— TASKS FOR THIS EXERCISE —
(1) Translate this sentence from the passage on the Intermarium project into French: "At the end of summer, Ruuben Kaalep came to Hungary at the invitation of the Hungarian nationalist party Mi Hazánk (Our Homeland)."
(2) Answer these questions using the passage on the Intermarium project.
(a) Which party invited Ruuben Kaalep to Hungary?
(b) Between which three seas would the Intermarium countries form a triangle?
(c) Which country is named as the notable exception to the cooperation?

— TEXT UNDER STUDY —
· · · · ·

At the end of summer, Ruuben Kaalep came to Hungary at the invitation of the Hungarian nationalist party Mi Hazánk (Our Homeland). Ruuben Kaalep is one of the main advocates for the Intermarium project, a political and geostrategic plan aiming to regroup the Baltic countries, the Visegrád 4, Ukraine, Croatia, Slovenia, Belarus, Moldova, and Romania, forming a kind of a triangle between the Baltic Sea, the Black Sea, and the Adriatic Sea.

Although this list changes from time to time, sometimes including other Balkan countries, the Scandinavian countries, or even Austria, the Intermarium’s aim stays the same: to coordinate cooperation among the countries of Central and Eastern Europe — with the notable exception of Russia — in order to protect the interests of the region.

For its supporters, the project is the best way to preserve the way of life, security, and independence of the CEE countries, by “freeing them from Western domination and protecting them from Russian imperialism.”

· · · · ·

— AVAILABLE DATA —
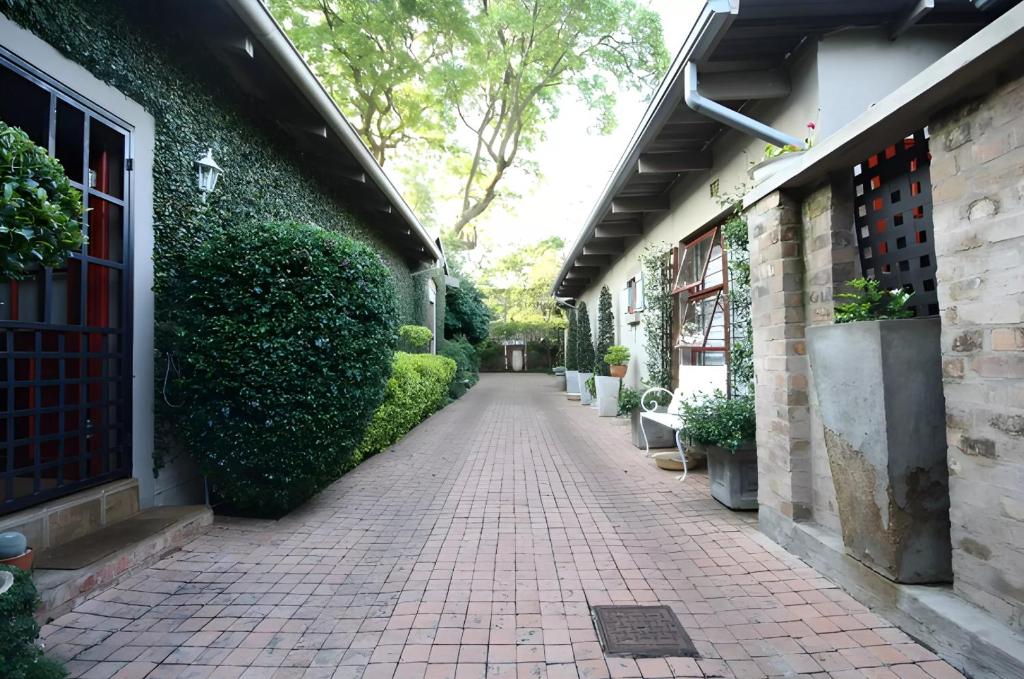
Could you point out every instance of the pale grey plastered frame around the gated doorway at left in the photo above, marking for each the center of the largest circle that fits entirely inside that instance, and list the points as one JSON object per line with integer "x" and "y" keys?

· · · · ·

— RESULTS OF THE TASKS —
(1) À la fin de l'été, Ruuben Kaalep est venu en Hongrie à l'invitation du parti nationaliste hongrois Mi Hazánk (Notre Patrie).

(2)
(a) The Hungarian nationalist party Mi Hazánk (Our Homeland)
(b) The Baltic Sea, the Black Sea, and the Adriatic Sea
(c) Russia